Pull out every one of the entries below and reproduce each line verbatim, without changing any wording, spacing, or numbers.
-- Start GIVEN DATA --
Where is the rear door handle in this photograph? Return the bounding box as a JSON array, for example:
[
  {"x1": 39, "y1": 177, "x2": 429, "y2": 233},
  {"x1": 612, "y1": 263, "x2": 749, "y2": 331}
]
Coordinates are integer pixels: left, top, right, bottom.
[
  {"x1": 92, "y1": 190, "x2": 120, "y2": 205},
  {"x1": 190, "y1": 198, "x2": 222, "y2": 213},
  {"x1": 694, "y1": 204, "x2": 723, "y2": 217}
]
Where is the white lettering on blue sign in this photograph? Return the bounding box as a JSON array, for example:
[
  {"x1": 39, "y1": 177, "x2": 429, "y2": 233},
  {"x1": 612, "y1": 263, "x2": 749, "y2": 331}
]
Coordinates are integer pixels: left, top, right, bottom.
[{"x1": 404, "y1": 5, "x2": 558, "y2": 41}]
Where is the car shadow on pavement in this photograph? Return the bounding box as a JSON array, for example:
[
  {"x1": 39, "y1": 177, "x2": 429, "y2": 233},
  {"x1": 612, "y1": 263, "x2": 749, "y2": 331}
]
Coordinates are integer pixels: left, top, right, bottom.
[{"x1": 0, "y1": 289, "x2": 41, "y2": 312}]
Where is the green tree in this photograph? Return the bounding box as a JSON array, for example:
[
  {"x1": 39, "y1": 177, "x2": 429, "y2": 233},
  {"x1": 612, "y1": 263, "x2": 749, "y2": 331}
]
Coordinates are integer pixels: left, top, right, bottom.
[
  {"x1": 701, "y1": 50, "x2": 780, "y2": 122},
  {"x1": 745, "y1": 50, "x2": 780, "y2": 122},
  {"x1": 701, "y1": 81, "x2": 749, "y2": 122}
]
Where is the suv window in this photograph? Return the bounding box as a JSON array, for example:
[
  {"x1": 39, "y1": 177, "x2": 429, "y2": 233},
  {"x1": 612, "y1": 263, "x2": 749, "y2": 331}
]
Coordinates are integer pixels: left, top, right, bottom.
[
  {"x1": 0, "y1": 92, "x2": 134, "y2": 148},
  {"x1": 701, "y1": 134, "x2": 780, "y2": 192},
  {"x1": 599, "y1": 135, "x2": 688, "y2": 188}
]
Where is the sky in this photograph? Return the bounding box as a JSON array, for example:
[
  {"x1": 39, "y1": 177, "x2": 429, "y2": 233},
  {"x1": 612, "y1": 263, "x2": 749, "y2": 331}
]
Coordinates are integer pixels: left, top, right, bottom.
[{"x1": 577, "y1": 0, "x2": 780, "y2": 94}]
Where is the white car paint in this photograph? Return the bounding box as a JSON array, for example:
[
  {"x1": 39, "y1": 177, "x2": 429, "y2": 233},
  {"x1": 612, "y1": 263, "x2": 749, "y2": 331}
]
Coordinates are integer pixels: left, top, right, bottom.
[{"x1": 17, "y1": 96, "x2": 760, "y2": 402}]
-- End GIVEN DATA --
:: WRITTEN ANSWER ::
Where is the rear door handle in this photograph? Return the bounding box as a JSON array, for example:
[
  {"x1": 39, "y1": 177, "x2": 429, "y2": 233},
  {"x1": 612, "y1": 263, "x2": 749, "y2": 331}
]
Coordinates are integer pixels: left, top, right, bottom.
[
  {"x1": 92, "y1": 190, "x2": 120, "y2": 205},
  {"x1": 190, "y1": 198, "x2": 222, "y2": 213},
  {"x1": 694, "y1": 204, "x2": 723, "y2": 217}
]
Where is the white lettering on blue sign in this photograph? Return the bounding box as a JSON array, for example:
[
  {"x1": 39, "y1": 177, "x2": 429, "y2": 233},
  {"x1": 612, "y1": 263, "x2": 749, "y2": 331}
]
Coordinates are integer pixels: left, top, right, bottom.
[{"x1": 404, "y1": 5, "x2": 558, "y2": 41}]
Where is the car shadow on pavement in this photograph? Return the bounding box as a JSON array, for example:
[
  {"x1": 39, "y1": 177, "x2": 429, "y2": 233},
  {"x1": 612, "y1": 263, "x2": 749, "y2": 331}
]
Coordinates are integer pixels: left, top, right, bottom.
[{"x1": 0, "y1": 289, "x2": 41, "y2": 312}]
Where is the green tree in this photograph? Return the bounding box as a JSON array, for example:
[
  {"x1": 39, "y1": 177, "x2": 429, "y2": 233},
  {"x1": 612, "y1": 263, "x2": 749, "y2": 331}
]
Coordinates are integer pixels: left, top, right, bottom.
[
  {"x1": 701, "y1": 50, "x2": 780, "y2": 122},
  {"x1": 745, "y1": 50, "x2": 780, "y2": 122},
  {"x1": 701, "y1": 81, "x2": 749, "y2": 122}
]
Where is the suv window in this photograph? Return the bounding box as a JSON array, for example:
[
  {"x1": 39, "y1": 177, "x2": 429, "y2": 233},
  {"x1": 612, "y1": 263, "x2": 749, "y2": 331}
]
Coordinates are integer pixels: left, top, right, bottom.
[
  {"x1": 0, "y1": 92, "x2": 134, "y2": 148},
  {"x1": 701, "y1": 134, "x2": 780, "y2": 192},
  {"x1": 599, "y1": 135, "x2": 688, "y2": 188}
]
Where is the sky in this photograph? Return the bounding box as a JSON array, for example:
[
  {"x1": 39, "y1": 177, "x2": 429, "y2": 233},
  {"x1": 612, "y1": 263, "x2": 749, "y2": 331}
]
Coordinates are integer pixels: left, top, right, bottom.
[{"x1": 577, "y1": 0, "x2": 780, "y2": 94}]
Where is the white car paint in this photograph? Return the bounding box as a JSON array, for example:
[
  {"x1": 39, "y1": 177, "x2": 429, "y2": 233},
  {"x1": 612, "y1": 263, "x2": 749, "y2": 331}
]
Coordinates are integer pixels: left, top, right, bottom.
[{"x1": 17, "y1": 96, "x2": 760, "y2": 402}]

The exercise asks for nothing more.